Dataset records
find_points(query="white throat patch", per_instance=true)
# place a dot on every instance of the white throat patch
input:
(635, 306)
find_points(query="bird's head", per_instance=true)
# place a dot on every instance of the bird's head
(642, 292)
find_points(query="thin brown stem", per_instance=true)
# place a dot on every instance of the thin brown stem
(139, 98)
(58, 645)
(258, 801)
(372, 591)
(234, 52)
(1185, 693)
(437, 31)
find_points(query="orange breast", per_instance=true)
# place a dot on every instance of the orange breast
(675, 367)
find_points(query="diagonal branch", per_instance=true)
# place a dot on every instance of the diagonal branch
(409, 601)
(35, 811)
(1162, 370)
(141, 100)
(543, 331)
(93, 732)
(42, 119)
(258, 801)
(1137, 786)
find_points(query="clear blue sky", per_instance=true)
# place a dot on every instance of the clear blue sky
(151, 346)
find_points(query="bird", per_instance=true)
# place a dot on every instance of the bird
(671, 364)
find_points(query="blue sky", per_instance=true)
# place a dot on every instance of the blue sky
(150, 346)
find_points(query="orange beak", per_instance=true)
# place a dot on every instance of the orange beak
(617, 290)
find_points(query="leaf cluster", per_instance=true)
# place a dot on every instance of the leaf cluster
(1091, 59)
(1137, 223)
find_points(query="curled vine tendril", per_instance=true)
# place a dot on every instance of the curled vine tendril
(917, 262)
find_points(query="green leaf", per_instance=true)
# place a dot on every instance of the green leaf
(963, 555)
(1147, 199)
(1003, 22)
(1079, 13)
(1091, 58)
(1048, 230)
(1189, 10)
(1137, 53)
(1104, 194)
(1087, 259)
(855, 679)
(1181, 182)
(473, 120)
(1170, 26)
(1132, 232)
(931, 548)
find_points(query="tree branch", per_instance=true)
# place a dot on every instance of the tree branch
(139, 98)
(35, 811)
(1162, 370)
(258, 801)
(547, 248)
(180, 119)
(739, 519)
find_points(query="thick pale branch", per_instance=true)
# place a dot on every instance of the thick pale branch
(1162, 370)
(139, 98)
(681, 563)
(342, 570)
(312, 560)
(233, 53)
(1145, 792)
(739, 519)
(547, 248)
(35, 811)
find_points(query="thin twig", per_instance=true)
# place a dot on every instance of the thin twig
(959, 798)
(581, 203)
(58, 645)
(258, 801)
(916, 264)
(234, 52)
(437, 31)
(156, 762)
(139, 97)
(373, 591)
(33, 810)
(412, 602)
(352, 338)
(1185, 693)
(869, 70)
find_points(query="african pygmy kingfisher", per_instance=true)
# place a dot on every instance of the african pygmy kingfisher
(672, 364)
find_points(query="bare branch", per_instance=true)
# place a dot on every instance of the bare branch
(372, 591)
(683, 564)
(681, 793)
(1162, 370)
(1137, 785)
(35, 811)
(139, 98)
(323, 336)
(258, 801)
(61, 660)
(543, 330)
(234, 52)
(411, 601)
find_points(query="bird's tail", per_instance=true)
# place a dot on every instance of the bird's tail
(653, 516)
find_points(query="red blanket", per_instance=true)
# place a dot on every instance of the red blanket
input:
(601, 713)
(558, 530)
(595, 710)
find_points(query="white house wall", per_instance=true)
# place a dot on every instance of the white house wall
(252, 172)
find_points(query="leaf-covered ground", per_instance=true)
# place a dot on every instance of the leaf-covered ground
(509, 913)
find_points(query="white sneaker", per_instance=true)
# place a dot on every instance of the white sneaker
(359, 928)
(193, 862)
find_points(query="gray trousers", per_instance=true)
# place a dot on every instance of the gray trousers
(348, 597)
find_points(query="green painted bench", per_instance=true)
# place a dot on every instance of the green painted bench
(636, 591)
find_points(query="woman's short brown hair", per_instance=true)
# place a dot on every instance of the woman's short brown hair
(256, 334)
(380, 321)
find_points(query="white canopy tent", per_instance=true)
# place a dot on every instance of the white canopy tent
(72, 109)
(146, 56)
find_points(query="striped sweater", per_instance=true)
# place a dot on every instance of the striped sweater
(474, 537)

▶ **What you will do**
Copy all of the data. Keep every word exactly as it is.

▶ **Task result**
find_points(query="white throat patch", per_instance=true)
# place a dot on every instance of the white throat patch
input:
(635, 306)
find_points(query="bird's head", per_instance=true)
# place a dot on every instance of the bird's head
(642, 292)
find_points(query="thin brown stem", per_instance=true)
# place a dot on every instance of the thin brown stem
(139, 98)
(58, 645)
(258, 801)
(372, 591)
(234, 52)
(1185, 693)
(437, 31)
find_points(query="orange breast", per_instance=true)
# place a dot on every instance of the orange breast
(675, 367)
find_points(query="diagonal branch", per_instance=true)
# place a dot on every instance of the diagonal branch
(409, 601)
(35, 811)
(1162, 370)
(141, 100)
(543, 331)
(93, 732)
(42, 119)
(258, 801)
(1137, 786)
find_points(query="clear blue sky", per_instance=true)
# place a dot on every instance of the clear blue sky
(151, 346)
find_points(query="bird", per_instance=true)
# place a dot on every instance of the bird
(671, 364)
find_points(query="blue sky", per_instance=true)
# place a dot on every instance of the blue sky
(150, 346)
find_points(query="orange beak", per_instance=true)
# place a dot on every instance of the orange beak
(617, 290)
find_points(query="leaf cluster", per_instance=true)
# place a dot on every instance of the leaf cluster
(1091, 59)
(1137, 223)
find_points(query="curled vine tendril", per_instance=true)
# place a dot on every instance of the curled vine tendril
(917, 262)
find_points(query="green leaf", per_instance=true)
# place a dot on every instance of the green leaf
(963, 555)
(1147, 199)
(1003, 22)
(1079, 13)
(1091, 58)
(1048, 230)
(1189, 10)
(1137, 53)
(1104, 194)
(1087, 259)
(855, 679)
(1181, 182)
(473, 120)
(1170, 26)
(1132, 232)
(931, 548)
find_points(query="tree branch", per_instance=true)
# place a dot on every instance of the tree branch
(139, 98)
(35, 811)
(1162, 370)
(258, 801)
(547, 248)
(180, 119)
(739, 519)
find_points(query="thick pale branch", per_instance=true)
# place a dot on every instance of the thick pale branch
(1162, 370)
(139, 98)
(681, 563)
(342, 570)
(312, 560)
(233, 53)
(1145, 792)
(739, 519)
(547, 248)
(35, 811)
find_points(query="thin twig", per_instance=true)
# place a dot on every instance of the thin twig
(959, 798)
(581, 203)
(58, 645)
(258, 801)
(916, 264)
(234, 52)
(437, 31)
(156, 762)
(139, 97)
(373, 591)
(33, 810)
(412, 602)
(352, 338)
(1185, 693)
(869, 70)
find_points(query="african pygmy kingfisher", per_instance=true)
# place a dot on every instance of the african pygmy kingfisher
(672, 364)
find_points(query="bare branch", per_instance=true)
# place a dot on every instance of the bare branch
(372, 591)
(683, 564)
(681, 793)
(1162, 370)
(1137, 785)
(35, 811)
(139, 98)
(323, 336)
(258, 801)
(61, 660)
(543, 330)
(234, 52)
(411, 601)
find_points(query="bird's tail", per_instance=true)
# place a dot on every instance of the bird's tail
(653, 516)
find_points(query="red blanket", per_instance=true)
# place a dot on every instance of the red blanket
input:
(601, 713)
(558, 530)
(595, 710)
find_points(query="white house wall", per_instance=true)
# place a dot on every instance of the white house wall
(252, 172)
find_points(query="leaf-covered ground", per_instance=true)
# place a dot on every instance of the leaf-covered ground
(509, 913)
find_points(query="white sneaker", per_instance=true)
# place a dot on every instance of the white sneaker
(359, 928)
(193, 862)
find_points(query="gray trousers", per_instance=true)
# place a dot on every instance of the gray trousers
(348, 597)
find_points(query="green painted bench", per_instance=true)
# place a dot on every instance of the green painted bench
(636, 591)
find_points(query="woman's short brown hair", per_instance=true)
# place a dot on every instance of the woman's short brown hair
(256, 334)
(380, 321)
find_points(query="white canopy tent", per_instance=true)
# place a dot on every instance of the white canopy tent
(72, 109)
(146, 56)
find_points(query="striped sweater", per_instance=true)
# place a dot on every instance of the striped sweater
(474, 537)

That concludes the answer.